Written task:
Reproduce character for character the part of the rows below that opens with their first line and closes with the line containing "194L246 222L263 225L251".

Information provided:
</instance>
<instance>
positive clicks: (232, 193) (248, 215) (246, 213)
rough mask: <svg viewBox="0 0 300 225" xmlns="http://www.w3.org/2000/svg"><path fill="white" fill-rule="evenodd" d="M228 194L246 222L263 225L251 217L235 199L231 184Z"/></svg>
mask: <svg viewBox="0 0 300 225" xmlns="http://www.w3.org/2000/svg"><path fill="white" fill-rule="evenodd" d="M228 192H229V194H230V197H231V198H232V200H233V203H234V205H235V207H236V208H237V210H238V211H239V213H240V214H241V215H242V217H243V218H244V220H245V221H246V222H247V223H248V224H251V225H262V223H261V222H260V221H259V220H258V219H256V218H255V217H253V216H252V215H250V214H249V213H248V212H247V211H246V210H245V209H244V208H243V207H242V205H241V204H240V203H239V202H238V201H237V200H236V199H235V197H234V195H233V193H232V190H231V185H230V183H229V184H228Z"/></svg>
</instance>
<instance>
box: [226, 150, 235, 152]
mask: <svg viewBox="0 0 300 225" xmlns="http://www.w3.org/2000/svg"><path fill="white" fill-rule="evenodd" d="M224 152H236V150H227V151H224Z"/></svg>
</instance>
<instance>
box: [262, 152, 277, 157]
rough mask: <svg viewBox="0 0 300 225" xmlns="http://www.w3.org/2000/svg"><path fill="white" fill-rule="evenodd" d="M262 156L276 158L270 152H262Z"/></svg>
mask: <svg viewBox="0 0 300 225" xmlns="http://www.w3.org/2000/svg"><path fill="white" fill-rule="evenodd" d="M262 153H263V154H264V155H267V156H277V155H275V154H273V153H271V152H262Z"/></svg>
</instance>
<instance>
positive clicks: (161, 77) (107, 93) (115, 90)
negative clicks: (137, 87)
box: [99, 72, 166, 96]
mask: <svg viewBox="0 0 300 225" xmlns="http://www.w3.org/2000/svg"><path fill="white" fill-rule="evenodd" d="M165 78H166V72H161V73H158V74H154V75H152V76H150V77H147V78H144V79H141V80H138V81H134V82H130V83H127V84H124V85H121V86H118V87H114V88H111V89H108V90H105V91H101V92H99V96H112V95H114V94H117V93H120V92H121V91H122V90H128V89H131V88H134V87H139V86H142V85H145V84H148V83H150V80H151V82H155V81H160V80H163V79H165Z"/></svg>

Response to this exercise:
</instance>
<instance>
positive clicks: (232, 193) (248, 215) (246, 213)
rough mask: <svg viewBox="0 0 300 225" xmlns="http://www.w3.org/2000/svg"><path fill="white" fill-rule="evenodd" d="M228 194L246 222L263 225L251 217L235 199L231 184Z"/></svg>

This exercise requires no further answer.